Objective - Leave out the pictures and copy everything else in the entries exactly.

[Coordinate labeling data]
=-=-=

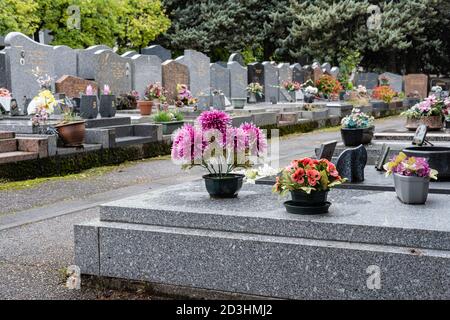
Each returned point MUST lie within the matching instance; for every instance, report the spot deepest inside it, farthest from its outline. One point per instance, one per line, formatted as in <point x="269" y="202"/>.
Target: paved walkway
<point x="36" y="223"/>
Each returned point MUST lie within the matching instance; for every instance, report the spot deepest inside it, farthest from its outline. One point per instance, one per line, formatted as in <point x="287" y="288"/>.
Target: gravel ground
<point x="32" y="255"/>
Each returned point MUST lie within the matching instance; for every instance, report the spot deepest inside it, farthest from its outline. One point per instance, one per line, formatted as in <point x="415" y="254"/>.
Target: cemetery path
<point x="36" y="223"/>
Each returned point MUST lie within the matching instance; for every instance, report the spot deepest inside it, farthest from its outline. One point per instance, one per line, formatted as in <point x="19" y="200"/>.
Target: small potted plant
<point x="429" y="112"/>
<point x="255" y="91"/>
<point x="357" y="128"/>
<point x="107" y="103"/>
<point x="411" y="178"/>
<point x="213" y="144"/>
<point x="89" y="104"/>
<point x="170" y="121"/>
<point x="309" y="181"/>
<point x="292" y="87"/>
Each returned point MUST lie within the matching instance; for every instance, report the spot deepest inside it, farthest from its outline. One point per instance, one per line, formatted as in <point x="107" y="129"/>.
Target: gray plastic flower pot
<point x="411" y="190"/>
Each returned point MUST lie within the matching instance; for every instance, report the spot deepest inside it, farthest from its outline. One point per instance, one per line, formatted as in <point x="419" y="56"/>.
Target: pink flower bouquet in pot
<point x="411" y="178"/>
<point x="213" y="144"/>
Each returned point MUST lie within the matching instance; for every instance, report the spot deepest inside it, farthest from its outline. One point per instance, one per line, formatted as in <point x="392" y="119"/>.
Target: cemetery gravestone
<point x="199" y="74"/>
<point x="174" y="73"/>
<point x="145" y="70"/>
<point x="416" y="82"/>
<point x="113" y="70"/>
<point x="26" y="57"/>
<point x="368" y="80"/>
<point x="271" y="82"/>
<point x="237" y="57"/>
<point x="238" y="80"/>
<point x="72" y="86"/>
<point x="220" y="79"/>
<point x="351" y="164"/>
<point x="65" y="60"/>
<point x="86" y="61"/>
<point x="256" y="75"/>
<point x="159" y="51"/>
<point x="395" y="81"/>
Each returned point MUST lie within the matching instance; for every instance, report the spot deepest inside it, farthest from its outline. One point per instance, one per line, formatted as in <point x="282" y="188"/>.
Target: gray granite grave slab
<point x="86" y="61"/>
<point x="146" y="69"/>
<point x="220" y="79"/>
<point x="159" y="51"/>
<point x="179" y="236"/>
<point x="113" y="70"/>
<point x="199" y="74"/>
<point x="65" y="60"/>
<point x="23" y="56"/>
<point x="238" y="80"/>
<point x="271" y="82"/>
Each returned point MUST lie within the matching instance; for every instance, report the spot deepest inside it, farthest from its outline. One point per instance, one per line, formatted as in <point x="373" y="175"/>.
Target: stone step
<point x="17" y="156"/>
<point x="7" y="135"/>
<point x="8" y="145"/>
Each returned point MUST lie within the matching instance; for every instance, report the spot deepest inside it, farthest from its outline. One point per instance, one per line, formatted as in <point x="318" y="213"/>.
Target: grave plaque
<point x="237" y="57"/>
<point x="174" y="73"/>
<point x="145" y="70"/>
<point x="367" y="79"/>
<point x="199" y="74"/>
<point x="159" y="51"/>
<point x="86" y="61"/>
<point x="395" y="81"/>
<point x="65" y="60"/>
<point x="220" y="79"/>
<point x="238" y="80"/>
<point x="271" y="82"/>
<point x="416" y="83"/>
<point x="113" y="70"/>
<point x="72" y="86"/>
<point x="24" y="58"/>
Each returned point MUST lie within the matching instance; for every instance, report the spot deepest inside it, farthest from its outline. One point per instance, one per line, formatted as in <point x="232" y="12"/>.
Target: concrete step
<point x="8" y="145"/>
<point x="7" y="135"/>
<point x="17" y="156"/>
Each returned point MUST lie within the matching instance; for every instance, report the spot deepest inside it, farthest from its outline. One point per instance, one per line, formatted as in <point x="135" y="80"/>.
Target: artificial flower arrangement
<point x="384" y="93"/>
<point x="431" y="106"/>
<point x="308" y="175"/>
<point x="357" y="120"/>
<point x="213" y="144"/>
<point x="328" y="85"/>
<point x="255" y="88"/>
<point x="291" y="86"/>
<point x="184" y="96"/>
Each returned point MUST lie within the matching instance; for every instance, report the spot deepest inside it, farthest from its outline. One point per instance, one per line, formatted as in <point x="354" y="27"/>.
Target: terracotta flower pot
<point x="432" y="123"/>
<point x="145" y="107"/>
<point x="72" y="134"/>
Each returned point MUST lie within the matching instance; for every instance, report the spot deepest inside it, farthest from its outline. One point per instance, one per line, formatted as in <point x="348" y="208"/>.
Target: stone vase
<point x="411" y="190"/>
<point x="89" y="107"/>
<point x="107" y="106"/>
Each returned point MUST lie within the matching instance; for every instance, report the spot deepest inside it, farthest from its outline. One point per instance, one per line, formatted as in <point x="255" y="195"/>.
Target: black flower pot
<point x="357" y="137"/>
<point x="107" y="105"/>
<point x="88" y="107"/>
<point x="225" y="186"/>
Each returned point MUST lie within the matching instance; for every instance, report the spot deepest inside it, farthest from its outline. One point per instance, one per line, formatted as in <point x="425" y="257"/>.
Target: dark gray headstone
<point x="220" y="79"/>
<point x="351" y="164"/>
<point x="238" y="80"/>
<point x="237" y="57"/>
<point x="271" y="82"/>
<point x="159" y="51"/>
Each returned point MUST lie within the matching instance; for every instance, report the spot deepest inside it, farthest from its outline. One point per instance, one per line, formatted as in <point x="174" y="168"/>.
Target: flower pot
<point x="72" y="134"/>
<point x="107" y="106"/>
<point x="433" y="123"/>
<point x="357" y="137"/>
<point x="411" y="190"/>
<point x="88" y="107"/>
<point x="145" y="107"/>
<point x="226" y="186"/>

=-=-=

Solution to the problem -
Each returned point MUST lie within the matching instance; for every instance, report the spot deepest inside it, farthest from its outline. One point per instance, one per line, formatted as in <point x="269" y="202"/>.
Target: paved walkway
<point x="36" y="223"/>
Each returned point MUST lie within the matching instance; for every instance, report the spot deepest inside it, farthest from its outline. One point per instance, one per line, formatted as in <point x="287" y="288"/>.
Target: gravel ground
<point x="32" y="255"/>
Each returned point MUST lie within the matching instance; for every instance, report the spot deepest inside it, farthest from its outline. One point per instance, one per line, formatted as in <point x="415" y="254"/>.
Target: cemetery path
<point x="36" y="223"/>
Each returned point MUST lie within the matching instance; for every instance, report the spot deepest inside it, farthest from its outline. One point per instance, one per line, formatted as in <point x="19" y="200"/>.
Target: small potted plant
<point x="429" y="112"/>
<point x="255" y="91"/>
<point x="357" y="128"/>
<point x="107" y="103"/>
<point x="411" y="178"/>
<point x="213" y="144"/>
<point x="89" y="104"/>
<point x="170" y="121"/>
<point x="309" y="181"/>
<point x="292" y="87"/>
Each returned point MUST lie within the matching instance; for every instance, report the spot deepest inside it, farthest from its outline. One point per instance, one per line, formatted as in <point x="107" y="129"/>.
Target: gray plastic flower pot
<point x="411" y="190"/>
Each returned point MUST lie within the matching instance; for every instance, report the spot deepest inside it, farthest from its outline. One point per instance, one per line, formatted as in <point x="419" y="56"/>.
Target: pink flower bouquet in pot
<point x="411" y="178"/>
<point x="213" y="144"/>
Each returned point MUST lie within the matching instance; for every instance, report the spot deepest inside it, farthest from its outline. One point per instance, one per line, formatted as in <point x="392" y="119"/>.
Target: cemetery gravestone
<point x="199" y="74"/>
<point x="174" y="73"/>
<point x="145" y="70"/>
<point x="416" y="82"/>
<point x="113" y="70"/>
<point x="26" y="57"/>
<point x="368" y="80"/>
<point x="271" y="82"/>
<point x="237" y="57"/>
<point x="238" y="80"/>
<point x="72" y="86"/>
<point x="220" y="79"/>
<point x="351" y="164"/>
<point x="65" y="60"/>
<point x="86" y="61"/>
<point x="256" y="75"/>
<point x="159" y="51"/>
<point x="395" y="81"/>
Each returned point MUST lie within the matching instance; for every instance, report the spot deepest inside it, farthest from its outline. One point per instance, one per line, formatted as in <point x="282" y="188"/>.
Target: gray granite grave slab
<point x="86" y="61"/>
<point x="146" y="69"/>
<point x="220" y="79"/>
<point x="159" y="51"/>
<point x="179" y="236"/>
<point x="113" y="70"/>
<point x="199" y="74"/>
<point x="65" y="60"/>
<point x="23" y="56"/>
<point x="238" y="80"/>
<point x="271" y="82"/>
Each returned point MUST lie within the matching instance; for every instance, report the spot deepest inside it, farthest from its outline. One point per instance, one per line, formatted as in <point x="373" y="175"/>.
Target: stone step
<point x="17" y="156"/>
<point x="7" y="135"/>
<point x="8" y="145"/>
Each returned point MUST lie within the matching instance; for every instance, report the spot deepest inside it, farthest from its outline. One point per instance, one per line, formatted as in <point x="318" y="213"/>.
Target: grave plaque
<point x="237" y="57"/>
<point x="174" y="73"/>
<point x="145" y="70"/>
<point x="367" y="79"/>
<point x="199" y="74"/>
<point x="159" y="51"/>
<point x="86" y="61"/>
<point x="395" y="81"/>
<point x="65" y="60"/>
<point x="220" y="79"/>
<point x="238" y="80"/>
<point x="271" y="82"/>
<point x="416" y="83"/>
<point x="113" y="70"/>
<point x="72" y="86"/>
<point x="24" y="58"/>
Each returned point MUST lie within the matching instance; for every instance, report the spot deepest inside it, farthest from its outline. One point per instance, one per line, formatted as in <point x="232" y="12"/>.
Target: concrete step
<point x="8" y="145"/>
<point x="7" y="135"/>
<point x="17" y="156"/>
Each returned point MUST lie within the matching instance; for every instance, report the spot deepest inside it, farthest from its outline. One point per instance, one per line, formatted as in <point x="135" y="80"/>.
Target: artificial flower arrangement
<point x="384" y="93"/>
<point x="431" y="106"/>
<point x="308" y="175"/>
<point x="357" y="120"/>
<point x="213" y="144"/>
<point x="328" y="85"/>
<point x="255" y="88"/>
<point x="291" y="86"/>
<point x="184" y="96"/>
Each returned point MUST lie within the matching instance; for every instance, report the spot deepest inside it, farthest from its outline. One point per instance, one per line, formatted as in <point x="354" y="27"/>.
Target: terracotta flower pot
<point x="432" y="123"/>
<point x="145" y="107"/>
<point x="72" y="134"/>
Each returned point MUST lie within the matching instance; for every instance, report the spot deepest inside it, farthest from its outline. One point per instance, one per line, formatted as in <point x="348" y="208"/>.
Target: stone vase
<point x="411" y="190"/>
<point x="89" y="107"/>
<point x="107" y="106"/>
Each returned point MUST lie within the matching instance; for every instance, report the spot deepest inside it, farthest from its outline. One point per instance, one per line, formatted as in <point x="255" y="195"/>.
Target: black flower pot
<point x="357" y="137"/>
<point x="107" y="105"/>
<point x="88" y="107"/>
<point x="225" y="186"/>
Each returned point MUST lie within the matching instance; for every instance, report the spot deepest inside it, farthest from its outline. One point per instance, one per line, formatted as in <point x="425" y="257"/>.
Target: dark gray headstone
<point x="220" y="79"/>
<point x="351" y="164"/>
<point x="238" y="80"/>
<point x="237" y="57"/>
<point x="271" y="82"/>
<point x="159" y="51"/>
Each returned point MUST lie within the matching instance; for every instance, report the spot deepest inside it, farthest from its outline. One point per instance, one per line, formatted as in <point x="174" y="168"/>.
Target: flower pot
<point x="72" y="134"/>
<point x="107" y="106"/>
<point x="433" y="123"/>
<point x="357" y="137"/>
<point x="411" y="190"/>
<point x="88" y="107"/>
<point x="145" y="107"/>
<point x="226" y="186"/>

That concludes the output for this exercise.